• THE EXERCISE
Count the lines in the material below that contain the word "button". Reply with the number alone.

• GIVEN INFORMATION
>> begin
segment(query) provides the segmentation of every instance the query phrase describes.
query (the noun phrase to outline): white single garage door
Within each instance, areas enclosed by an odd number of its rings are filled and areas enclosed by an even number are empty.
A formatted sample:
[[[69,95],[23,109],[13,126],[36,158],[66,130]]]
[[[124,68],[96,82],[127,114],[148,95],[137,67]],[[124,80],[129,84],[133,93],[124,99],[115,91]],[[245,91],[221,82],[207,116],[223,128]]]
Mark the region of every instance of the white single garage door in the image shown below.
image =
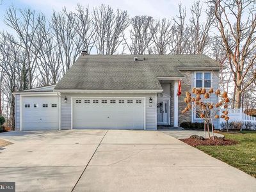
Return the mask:
[[[73,129],[144,129],[144,98],[73,98]]]
[[[22,130],[58,130],[57,96],[22,97]]]

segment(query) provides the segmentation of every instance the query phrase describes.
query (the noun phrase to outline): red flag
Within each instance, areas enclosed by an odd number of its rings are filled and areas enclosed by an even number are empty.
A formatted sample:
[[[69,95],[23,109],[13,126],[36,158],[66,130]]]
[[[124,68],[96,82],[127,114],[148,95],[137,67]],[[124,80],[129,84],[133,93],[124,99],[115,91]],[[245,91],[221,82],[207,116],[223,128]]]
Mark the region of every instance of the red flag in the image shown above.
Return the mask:
[[[177,95],[178,96],[180,96],[181,95],[181,81],[179,81],[179,84],[178,84],[178,90],[177,92]]]

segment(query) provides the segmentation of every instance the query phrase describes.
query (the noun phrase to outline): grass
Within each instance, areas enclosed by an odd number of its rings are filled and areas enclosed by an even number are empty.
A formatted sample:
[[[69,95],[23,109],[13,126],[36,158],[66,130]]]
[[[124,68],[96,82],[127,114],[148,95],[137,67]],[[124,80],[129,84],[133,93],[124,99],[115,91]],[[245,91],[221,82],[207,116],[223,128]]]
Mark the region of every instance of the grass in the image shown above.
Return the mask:
[[[221,134],[239,143],[230,146],[198,146],[196,148],[256,178],[256,131]]]

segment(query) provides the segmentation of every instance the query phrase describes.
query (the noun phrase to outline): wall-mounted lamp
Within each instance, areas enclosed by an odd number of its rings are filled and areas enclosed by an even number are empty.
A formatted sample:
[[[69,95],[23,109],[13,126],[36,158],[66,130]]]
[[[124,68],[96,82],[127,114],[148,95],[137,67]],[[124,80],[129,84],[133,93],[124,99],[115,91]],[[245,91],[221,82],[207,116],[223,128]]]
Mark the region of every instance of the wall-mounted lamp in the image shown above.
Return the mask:
[[[65,98],[64,98],[64,102],[68,102],[68,99],[67,99],[67,97],[65,96]]]
[[[153,99],[150,97],[150,98],[149,99],[149,103],[152,103],[152,102],[153,102]]]

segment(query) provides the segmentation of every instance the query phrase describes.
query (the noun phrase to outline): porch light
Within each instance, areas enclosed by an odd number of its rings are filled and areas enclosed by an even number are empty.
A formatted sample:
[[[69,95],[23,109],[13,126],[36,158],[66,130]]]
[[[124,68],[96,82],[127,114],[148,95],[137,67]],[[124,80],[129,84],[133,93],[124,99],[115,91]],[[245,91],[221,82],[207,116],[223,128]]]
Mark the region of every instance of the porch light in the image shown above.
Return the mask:
[[[67,97],[65,96],[65,98],[64,98],[64,102],[68,102],[68,99],[67,99]]]
[[[150,98],[149,99],[149,103],[152,103],[152,102],[153,102],[153,99],[150,97]]]

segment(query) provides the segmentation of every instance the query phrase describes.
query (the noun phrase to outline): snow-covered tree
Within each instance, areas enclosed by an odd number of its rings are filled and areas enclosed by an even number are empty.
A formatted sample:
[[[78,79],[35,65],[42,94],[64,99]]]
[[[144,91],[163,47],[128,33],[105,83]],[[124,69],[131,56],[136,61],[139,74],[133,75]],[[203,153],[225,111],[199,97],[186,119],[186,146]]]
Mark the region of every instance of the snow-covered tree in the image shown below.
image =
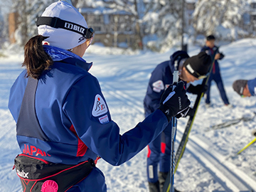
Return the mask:
[[[249,4],[246,0],[198,0],[193,14],[197,34],[215,34],[220,40],[234,41],[245,31],[239,28]]]
[[[11,11],[18,13],[18,28],[15,33],[18,44],[23,46],[32,36],[37,34],[36,18],[53,0],[13,1]]]

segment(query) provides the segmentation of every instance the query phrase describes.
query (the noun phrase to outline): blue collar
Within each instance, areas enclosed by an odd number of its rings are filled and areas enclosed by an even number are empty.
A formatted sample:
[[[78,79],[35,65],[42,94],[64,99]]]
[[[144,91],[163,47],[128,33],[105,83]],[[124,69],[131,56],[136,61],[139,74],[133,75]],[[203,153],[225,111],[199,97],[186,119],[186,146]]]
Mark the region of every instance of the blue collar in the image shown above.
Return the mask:
[[[80,67],[88,71],[92,65],[92,63],[87,63],[83,58],[70,51],[50,46],[43,46],[44,50],[53,61],[61,61]]]

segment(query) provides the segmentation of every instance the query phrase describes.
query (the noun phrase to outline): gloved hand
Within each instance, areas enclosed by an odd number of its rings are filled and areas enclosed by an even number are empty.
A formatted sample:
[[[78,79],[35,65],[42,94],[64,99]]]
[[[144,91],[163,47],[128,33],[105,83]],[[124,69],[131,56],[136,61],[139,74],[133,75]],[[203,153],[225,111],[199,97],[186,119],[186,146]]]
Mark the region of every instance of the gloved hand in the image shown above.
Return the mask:
[[[224,58],[225,55],[224,55],[223,53],[220,53],[220,55],[219,60]]]
[[[187,116],[191,116],[195,113],[195,110],[191,107],[186,108],[184,110],[178,113],[175,117],[179,119],[181,117],[186,117]]]
[[[172,91],[173,85],[171,85],[169,86],[161,97],[159,109],[164,113],[169,122],[172,117],[188,108],[190,105],[190,100],[186,95],[183,87],[184,83],[180,82]]]
[[[189,87],[187,89],[187,91],[188,92],[191,92],[192,94],[201,94],[201,92],[206,92],[208,90],[208,85],[198,85],[196,86],[193,86],[192,85],[190,85]]]

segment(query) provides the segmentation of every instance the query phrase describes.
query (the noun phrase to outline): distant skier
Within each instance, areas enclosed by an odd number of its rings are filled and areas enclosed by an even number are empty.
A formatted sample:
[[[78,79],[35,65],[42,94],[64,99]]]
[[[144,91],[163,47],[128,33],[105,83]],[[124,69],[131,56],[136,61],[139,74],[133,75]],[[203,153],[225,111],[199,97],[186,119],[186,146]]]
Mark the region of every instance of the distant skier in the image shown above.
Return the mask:
[[[190,105],[183,83],[174,91],[170,86],[158,109],[121,135],[98,80],[88,72],[92,63],[82,58],[94,36],[85,18],[61,1],[46,8],[37,26],[39,35],[24,46],[26,69],[9,102],[22,152],[15,166],[23,191],[107,191],[95,166],[99,156],[118,166],[157,137]]]
[[[237,80],[233,84],[234,90],[242,97],[256,95],[256,78],[252,80]]]
[[[211,58],[205,52],[190,58],[186,52],[182,50],[175,52],[169,60],[159,64],[151,73],[144,100],[145,117],[150,115],[159,107],[161,95],[172,84],[174,70],[178,70],[179,78],[186,84],[187,82],[206,78],[210,64]],[[194,94],[198,94],[205,89],[201,85],[193,86],[188,83],[186,86],[188,87],[187,91]],[[183,115],[186,117],[191,112],[192,109]],[[162,191],[170,170],[171,131],[170,123],[163,133],[148,146],[146,171],[150,192]],[[157,171],[159,164],[159,173]]]
[[[215,38],[213,36],[208,36],[206,37],[206,46],[202,48],[201,51],[206,51],[211,55],[213,54],[214,51],[217,49],[217,47],[215,46]],[[210,74],[210,77],[208,81],[208,90],[205,94],[206,99],[206,105],[207,107],[210,106],[210,90],[211,81],[213,80],[217,85],[217,87],[220,91],[221,99],[223,100],[225,106],[228,107],[232,107],[233,105],[230,104],[226,92],[224,89],[223,82],[220,75],[220,68],[218,60],[222,60],[224,58],[224,55],[222,53],[220,53],[217,50],[217,53],[215,56],[215,63],[213,63],[213,70]]]

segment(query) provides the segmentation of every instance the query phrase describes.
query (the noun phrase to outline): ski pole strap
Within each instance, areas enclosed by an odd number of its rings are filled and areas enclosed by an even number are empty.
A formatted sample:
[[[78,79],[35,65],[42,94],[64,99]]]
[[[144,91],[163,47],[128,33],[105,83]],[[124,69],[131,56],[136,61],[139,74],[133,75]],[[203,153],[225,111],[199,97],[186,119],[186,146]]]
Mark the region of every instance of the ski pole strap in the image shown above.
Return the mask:
[[[95,164],[92,159],[77,165],[54,164],[21,154],[15,158],[14,166],[23,192],[43,191],[49,182],[57,188],[50,191],[64,192],[86,178]]]

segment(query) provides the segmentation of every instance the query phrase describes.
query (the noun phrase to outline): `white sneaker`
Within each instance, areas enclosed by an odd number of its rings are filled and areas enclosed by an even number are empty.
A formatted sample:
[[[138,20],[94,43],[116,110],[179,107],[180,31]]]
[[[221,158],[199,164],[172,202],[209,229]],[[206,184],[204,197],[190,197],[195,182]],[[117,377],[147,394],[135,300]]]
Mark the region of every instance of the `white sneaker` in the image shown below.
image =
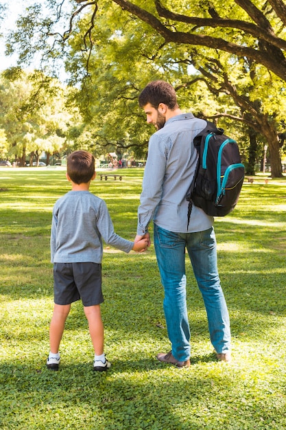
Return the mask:
[[[48,357],[47,360],[47,367],[51,370],[58,370],[58,365],[60,364],[60,357],[57,359],[56,357]]]
[[[111,363],[109,363],[106,359],[104,363],[101,360],[95,360],[93,361],[93,370],[97,370],[98,372],[104,372],[107,370],[111,366]]]

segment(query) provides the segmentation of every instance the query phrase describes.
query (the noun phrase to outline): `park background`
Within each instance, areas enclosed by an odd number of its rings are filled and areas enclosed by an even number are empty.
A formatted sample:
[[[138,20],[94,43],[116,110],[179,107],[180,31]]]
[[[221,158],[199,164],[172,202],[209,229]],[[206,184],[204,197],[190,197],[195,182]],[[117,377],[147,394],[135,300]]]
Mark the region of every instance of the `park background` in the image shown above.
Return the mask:
[[[100,181],[99,172],[91,191],[106,201],[115,231],[132,240],[143,169],[124,169],[122,181]],[[105,245],[102,308],[112,365],[99,374],[80,302],[67,321],[60,370],[45,365],[51,210],[70,189],[64,168],[0,168],[1,429],[285,429],[286,181],[265,177],[246,179],[237,207],[215,222],[233,361],[216,361],[188,262],[192,365],[156,361],[169,342],[154,247],[126,254]]]

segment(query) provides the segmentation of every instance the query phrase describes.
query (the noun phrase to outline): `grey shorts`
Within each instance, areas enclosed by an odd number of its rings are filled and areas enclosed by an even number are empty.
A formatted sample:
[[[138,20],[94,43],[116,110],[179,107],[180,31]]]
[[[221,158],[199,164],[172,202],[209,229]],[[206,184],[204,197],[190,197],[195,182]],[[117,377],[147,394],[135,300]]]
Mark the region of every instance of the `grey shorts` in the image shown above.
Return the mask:
[[[84,306],[104,302],[102,291],[102,264],[53,263],[54,302],[70,304],[82,299]]]

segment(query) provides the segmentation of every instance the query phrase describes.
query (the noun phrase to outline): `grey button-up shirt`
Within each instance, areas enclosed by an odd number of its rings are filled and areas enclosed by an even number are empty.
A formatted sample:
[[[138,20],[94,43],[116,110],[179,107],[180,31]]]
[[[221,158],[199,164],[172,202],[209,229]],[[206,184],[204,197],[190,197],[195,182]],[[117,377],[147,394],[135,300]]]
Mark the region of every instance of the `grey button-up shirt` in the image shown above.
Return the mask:
[[[204,120],[183,113],[168,120],[151,136],[138,208],[137,234],[147,231],[152,219],[159,227],[178,233],[202,231],[213,225],[213,218],[193,205],[187,228],[186,194],[198,159],[193,138],[205,126]]]

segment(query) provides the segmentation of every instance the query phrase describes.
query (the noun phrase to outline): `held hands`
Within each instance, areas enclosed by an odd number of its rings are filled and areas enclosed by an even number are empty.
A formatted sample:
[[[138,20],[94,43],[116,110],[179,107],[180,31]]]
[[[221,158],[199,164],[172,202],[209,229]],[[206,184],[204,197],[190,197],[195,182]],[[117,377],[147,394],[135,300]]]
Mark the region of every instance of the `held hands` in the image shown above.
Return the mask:
[[[146,251],[147,248],[150,247],[150,245],[151,240],[149,233],[146,233],[144,236],[139,236],[137,234],[134,241],[132,249],[133,251],[143,252]]]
>> end
• RESPONSE
2